- ENTRIES SHOWN:
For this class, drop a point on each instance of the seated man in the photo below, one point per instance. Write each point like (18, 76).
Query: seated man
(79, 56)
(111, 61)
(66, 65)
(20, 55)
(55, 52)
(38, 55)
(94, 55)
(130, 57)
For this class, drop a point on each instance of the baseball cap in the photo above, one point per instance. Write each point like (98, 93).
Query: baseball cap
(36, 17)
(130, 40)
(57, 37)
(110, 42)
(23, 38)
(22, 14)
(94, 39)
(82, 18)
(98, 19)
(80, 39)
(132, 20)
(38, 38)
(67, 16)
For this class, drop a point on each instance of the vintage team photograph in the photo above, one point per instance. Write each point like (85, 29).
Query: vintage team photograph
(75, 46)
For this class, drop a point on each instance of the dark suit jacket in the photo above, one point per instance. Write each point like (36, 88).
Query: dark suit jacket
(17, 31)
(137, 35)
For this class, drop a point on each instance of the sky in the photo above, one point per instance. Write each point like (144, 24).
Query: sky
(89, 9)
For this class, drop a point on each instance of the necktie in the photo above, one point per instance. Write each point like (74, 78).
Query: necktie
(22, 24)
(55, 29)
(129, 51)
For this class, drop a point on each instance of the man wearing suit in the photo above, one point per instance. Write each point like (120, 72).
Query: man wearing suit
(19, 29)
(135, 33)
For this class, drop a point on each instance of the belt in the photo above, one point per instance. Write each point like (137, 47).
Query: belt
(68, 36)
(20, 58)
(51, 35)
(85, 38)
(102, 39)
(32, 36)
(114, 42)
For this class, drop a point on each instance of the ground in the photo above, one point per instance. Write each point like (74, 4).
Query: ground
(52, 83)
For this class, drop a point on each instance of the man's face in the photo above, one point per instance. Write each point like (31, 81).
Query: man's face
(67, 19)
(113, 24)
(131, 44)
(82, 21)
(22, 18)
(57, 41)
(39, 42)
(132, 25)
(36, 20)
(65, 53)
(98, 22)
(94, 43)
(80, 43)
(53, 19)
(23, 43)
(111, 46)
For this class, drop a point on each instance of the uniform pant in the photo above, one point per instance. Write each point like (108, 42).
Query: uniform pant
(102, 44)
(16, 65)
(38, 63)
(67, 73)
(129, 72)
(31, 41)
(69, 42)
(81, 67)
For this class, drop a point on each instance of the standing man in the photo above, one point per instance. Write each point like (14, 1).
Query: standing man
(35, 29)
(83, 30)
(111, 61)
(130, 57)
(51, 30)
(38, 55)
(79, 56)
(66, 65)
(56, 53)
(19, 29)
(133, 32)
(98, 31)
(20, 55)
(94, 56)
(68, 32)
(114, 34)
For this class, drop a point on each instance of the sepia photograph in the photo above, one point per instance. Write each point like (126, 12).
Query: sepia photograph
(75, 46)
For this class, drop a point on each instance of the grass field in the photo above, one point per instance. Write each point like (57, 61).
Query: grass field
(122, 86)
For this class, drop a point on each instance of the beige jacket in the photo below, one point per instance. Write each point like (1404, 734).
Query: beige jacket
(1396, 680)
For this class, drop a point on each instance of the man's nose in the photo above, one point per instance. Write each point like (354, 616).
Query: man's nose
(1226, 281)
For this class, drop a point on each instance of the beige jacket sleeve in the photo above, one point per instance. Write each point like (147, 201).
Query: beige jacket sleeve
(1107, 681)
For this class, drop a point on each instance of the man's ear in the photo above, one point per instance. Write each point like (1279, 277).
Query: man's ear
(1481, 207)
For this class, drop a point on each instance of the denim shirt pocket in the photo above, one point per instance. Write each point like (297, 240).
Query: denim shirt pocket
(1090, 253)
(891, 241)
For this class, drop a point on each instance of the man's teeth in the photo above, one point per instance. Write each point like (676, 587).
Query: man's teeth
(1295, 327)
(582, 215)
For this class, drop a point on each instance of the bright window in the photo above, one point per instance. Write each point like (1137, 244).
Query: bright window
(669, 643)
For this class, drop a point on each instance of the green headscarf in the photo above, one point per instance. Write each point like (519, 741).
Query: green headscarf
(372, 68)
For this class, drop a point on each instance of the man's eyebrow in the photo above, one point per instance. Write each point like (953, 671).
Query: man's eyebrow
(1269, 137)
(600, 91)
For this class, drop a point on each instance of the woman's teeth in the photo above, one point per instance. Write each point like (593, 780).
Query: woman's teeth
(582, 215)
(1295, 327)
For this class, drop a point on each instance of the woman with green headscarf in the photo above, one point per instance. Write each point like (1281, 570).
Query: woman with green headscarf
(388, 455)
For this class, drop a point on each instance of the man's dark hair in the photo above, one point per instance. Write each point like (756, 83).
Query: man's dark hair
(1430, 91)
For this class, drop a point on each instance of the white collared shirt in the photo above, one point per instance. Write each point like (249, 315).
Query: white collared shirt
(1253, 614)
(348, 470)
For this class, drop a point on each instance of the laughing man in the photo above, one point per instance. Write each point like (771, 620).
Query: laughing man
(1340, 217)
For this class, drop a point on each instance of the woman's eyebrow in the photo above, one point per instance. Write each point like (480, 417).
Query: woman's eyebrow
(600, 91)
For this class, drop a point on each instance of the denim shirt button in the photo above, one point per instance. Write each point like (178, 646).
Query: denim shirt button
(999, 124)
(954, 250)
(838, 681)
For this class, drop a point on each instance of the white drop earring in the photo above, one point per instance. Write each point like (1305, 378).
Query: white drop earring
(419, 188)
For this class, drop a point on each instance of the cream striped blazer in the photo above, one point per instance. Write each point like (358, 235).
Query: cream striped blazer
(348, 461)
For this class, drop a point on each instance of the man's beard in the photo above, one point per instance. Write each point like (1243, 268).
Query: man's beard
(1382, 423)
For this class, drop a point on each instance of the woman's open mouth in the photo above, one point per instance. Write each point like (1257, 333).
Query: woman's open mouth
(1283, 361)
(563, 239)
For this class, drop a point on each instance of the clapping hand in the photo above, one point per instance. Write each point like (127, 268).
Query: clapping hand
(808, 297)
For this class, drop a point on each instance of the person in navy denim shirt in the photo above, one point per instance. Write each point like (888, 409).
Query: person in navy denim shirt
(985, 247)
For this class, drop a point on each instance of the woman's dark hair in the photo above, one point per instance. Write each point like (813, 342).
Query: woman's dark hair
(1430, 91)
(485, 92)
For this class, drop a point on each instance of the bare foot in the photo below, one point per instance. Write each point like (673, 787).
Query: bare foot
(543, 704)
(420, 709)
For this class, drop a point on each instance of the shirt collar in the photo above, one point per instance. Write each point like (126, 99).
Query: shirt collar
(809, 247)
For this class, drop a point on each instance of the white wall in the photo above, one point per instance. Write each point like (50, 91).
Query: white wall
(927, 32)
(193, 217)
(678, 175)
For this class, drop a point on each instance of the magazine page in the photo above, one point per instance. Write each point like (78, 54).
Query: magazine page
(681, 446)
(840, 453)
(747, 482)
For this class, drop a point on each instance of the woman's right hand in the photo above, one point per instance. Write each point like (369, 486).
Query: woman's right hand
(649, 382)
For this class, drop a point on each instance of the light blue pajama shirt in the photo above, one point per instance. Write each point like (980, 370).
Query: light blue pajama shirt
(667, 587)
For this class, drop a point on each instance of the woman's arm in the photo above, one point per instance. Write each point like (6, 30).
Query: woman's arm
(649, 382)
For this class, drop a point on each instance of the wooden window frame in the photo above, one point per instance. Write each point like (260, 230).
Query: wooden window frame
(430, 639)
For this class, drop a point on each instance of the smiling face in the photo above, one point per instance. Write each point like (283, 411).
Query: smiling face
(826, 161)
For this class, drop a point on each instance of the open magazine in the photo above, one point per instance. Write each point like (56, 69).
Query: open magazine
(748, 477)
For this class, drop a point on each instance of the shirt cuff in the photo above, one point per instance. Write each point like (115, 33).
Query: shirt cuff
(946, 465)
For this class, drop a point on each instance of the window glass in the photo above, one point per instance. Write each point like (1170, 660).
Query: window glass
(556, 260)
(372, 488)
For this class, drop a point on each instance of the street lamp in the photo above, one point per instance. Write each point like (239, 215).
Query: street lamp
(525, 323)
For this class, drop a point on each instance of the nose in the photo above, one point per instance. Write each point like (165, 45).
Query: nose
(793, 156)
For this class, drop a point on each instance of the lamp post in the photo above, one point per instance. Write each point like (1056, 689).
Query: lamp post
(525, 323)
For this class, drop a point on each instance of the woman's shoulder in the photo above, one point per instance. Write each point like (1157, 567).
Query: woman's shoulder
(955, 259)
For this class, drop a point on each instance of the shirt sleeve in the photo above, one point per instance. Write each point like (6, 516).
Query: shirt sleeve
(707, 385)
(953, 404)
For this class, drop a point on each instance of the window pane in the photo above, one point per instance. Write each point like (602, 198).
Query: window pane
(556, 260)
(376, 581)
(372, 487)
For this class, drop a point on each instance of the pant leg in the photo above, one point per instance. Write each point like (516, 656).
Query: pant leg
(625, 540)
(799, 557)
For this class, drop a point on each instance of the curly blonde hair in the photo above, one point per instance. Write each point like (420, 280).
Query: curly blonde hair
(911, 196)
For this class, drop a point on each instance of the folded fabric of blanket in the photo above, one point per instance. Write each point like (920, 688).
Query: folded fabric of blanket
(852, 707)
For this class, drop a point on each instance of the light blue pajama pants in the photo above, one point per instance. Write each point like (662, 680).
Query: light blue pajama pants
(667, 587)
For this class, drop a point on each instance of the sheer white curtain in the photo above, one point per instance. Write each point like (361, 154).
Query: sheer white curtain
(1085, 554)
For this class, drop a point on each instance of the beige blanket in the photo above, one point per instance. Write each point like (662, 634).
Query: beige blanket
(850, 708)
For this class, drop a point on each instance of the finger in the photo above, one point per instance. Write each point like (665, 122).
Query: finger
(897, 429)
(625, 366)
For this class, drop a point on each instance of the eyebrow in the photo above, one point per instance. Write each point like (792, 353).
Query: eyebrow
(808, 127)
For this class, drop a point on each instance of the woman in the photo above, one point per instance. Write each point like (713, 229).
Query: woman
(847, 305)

- CHALLENGE: From the line with "like (662, 680)." to the last line of the material, give every line again exactly, and only those lines.

- RIGHT ANSWER:
For this class, drop a point on each instance of the light blue pajama pants in the photo above, one point per instance. Write each point like (662, 680).
Query: light blue pajama pants
(667, 587)
For this class, drop a point on each instance of the sheer white curtain in the photo above, one point per instance. Write each point like (361, 154).
Query: sheer white curtain
(1085, 554)
For this class, drop a point on each instance of the beige blanket in the photo above, one point per instance. Write each point like (662, 634).
Query: beige blanket
(850, 708)
For this class, drop a point on each instance of the finger in the photo above, one point per instance. Write each point like (665, 122).
Query: finger
(897, 429)
(625, 366)
For this class, drop a point on each instance of the eyebrow in the photo above, one point per instance. Write each point like (792, 353).
Query: eyebrow
(808, 127)
For this class, drop a point on each instance of the woman in the photo above, one point per instance. Write each point like (713, 229).
Query: woman
(847, 305)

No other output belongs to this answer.